Team:Bielefeld-CeBiTec/Project/unnatural base pair/preservation system

Retention and Preservation System

Short Summary

The retention and preservation of unnatural nucleoside triphosphates and unnatural bases in the DNA requires a cellular retention and preservation system acting on multiple cellular levels. On one hand, degradation of the unnatural nucleoside triphosphates by enzymes like cytosine deaminase must be prohibited for efficient integration into the DNA. On the other hand, once the unnatural bases are incorporated into the DNA, loss or change of the unnatural bases have to be prevented. We want to achieve this by adapting CRISPR/Cas9 to detect and prevent mutations of the unnatural bases.

Preservation system using Cas9

Due to tautomerisation of isoG and hydrolysis of isoC^m and the resulting loss of the unnatural base pair (UBP), there is a need for a system, to preserve the UBP on the plasmid. In 2017, Zhang et al. successfully deployed a CRISPR (clustered regularly interspaced short palindromic repeat)-Cas9 system for retention of a UBP. We adapted this conservation system to our UBP and thus used CRISPR/Cas9 to eliminate all plasmid DNA that had lost the UBP.

Dataset entries:
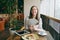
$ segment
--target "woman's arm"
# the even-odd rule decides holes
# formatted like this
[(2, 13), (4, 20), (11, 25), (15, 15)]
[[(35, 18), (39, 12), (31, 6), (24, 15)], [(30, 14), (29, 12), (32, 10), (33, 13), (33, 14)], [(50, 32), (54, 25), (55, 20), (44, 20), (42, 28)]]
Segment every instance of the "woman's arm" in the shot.
[(28, 20), (29, 20), (28, 17), (26, 17), (25, 18), (25, 24), (24, 24), (26, 29), (28, 29)]
[(37, 31), (43, 31), (43, 28), (42, 28), (42, 19), (40, 18), (39, 19), (39, 24), (37, 25), (34, 25), (34, 29), (37, 30)]

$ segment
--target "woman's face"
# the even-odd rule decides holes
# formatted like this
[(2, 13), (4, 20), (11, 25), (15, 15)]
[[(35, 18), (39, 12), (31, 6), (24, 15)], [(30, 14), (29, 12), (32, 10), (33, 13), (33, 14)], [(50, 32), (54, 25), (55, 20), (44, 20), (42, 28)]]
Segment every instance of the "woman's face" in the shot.
[(32, 8), (32, 15), (33, 16), (36, 16), (36, 14), (37, 14), (37, 8), (36, 7), (33, 7)]

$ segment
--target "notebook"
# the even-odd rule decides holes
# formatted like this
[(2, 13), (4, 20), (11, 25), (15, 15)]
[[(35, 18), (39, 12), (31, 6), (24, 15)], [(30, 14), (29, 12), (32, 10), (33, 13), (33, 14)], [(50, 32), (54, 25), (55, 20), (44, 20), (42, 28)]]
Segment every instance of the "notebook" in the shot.
[(37, 19), (32, 18), (28, 20), (28, 25), (36, 25), (37, 23), (38, 23)]

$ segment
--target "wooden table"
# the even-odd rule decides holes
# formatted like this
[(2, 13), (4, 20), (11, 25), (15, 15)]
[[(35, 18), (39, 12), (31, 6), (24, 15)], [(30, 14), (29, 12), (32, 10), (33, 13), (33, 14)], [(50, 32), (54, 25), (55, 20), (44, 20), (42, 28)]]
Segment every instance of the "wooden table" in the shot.
[[(31, 33), (31, 34), (36, 34), (36, 33)], [(30, 34), (27, 34), (27, 35), (30, 35)], [(36, 34), (37, 35), (37, 34)], [(37, 35), (38, 36), (38, 40), (47, 40), (46, 36), (40, 36), (40, 35)], [(35, 37), (35, 36), (34, 36)], [(18, 36), (18, 35), (14, 35), (14, 36), (10, 36), (8, 37), (7, 40), (21, 40), (21, 36)]]

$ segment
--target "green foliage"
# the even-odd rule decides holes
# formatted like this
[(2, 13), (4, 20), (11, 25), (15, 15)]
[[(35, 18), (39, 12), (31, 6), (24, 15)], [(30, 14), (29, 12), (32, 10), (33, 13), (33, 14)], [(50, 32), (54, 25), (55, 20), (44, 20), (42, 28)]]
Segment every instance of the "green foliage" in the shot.
[(16, 0), (0, 0), (0, 13), (13, 13), (16, 10)]

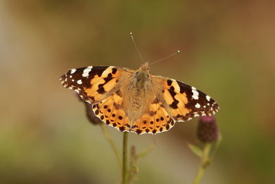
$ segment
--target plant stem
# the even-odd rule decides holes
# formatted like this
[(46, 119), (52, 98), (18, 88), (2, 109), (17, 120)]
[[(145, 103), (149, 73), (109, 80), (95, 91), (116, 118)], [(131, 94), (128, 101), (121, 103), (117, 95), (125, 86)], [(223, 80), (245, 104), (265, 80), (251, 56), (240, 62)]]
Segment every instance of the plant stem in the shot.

Task details:
List the headings that appear in the preservation system page after its title line, in the order they appear. You won't need the records for this.

Problem solution:
Retention and Preservation System
Short Summary
Preservation system using Cas9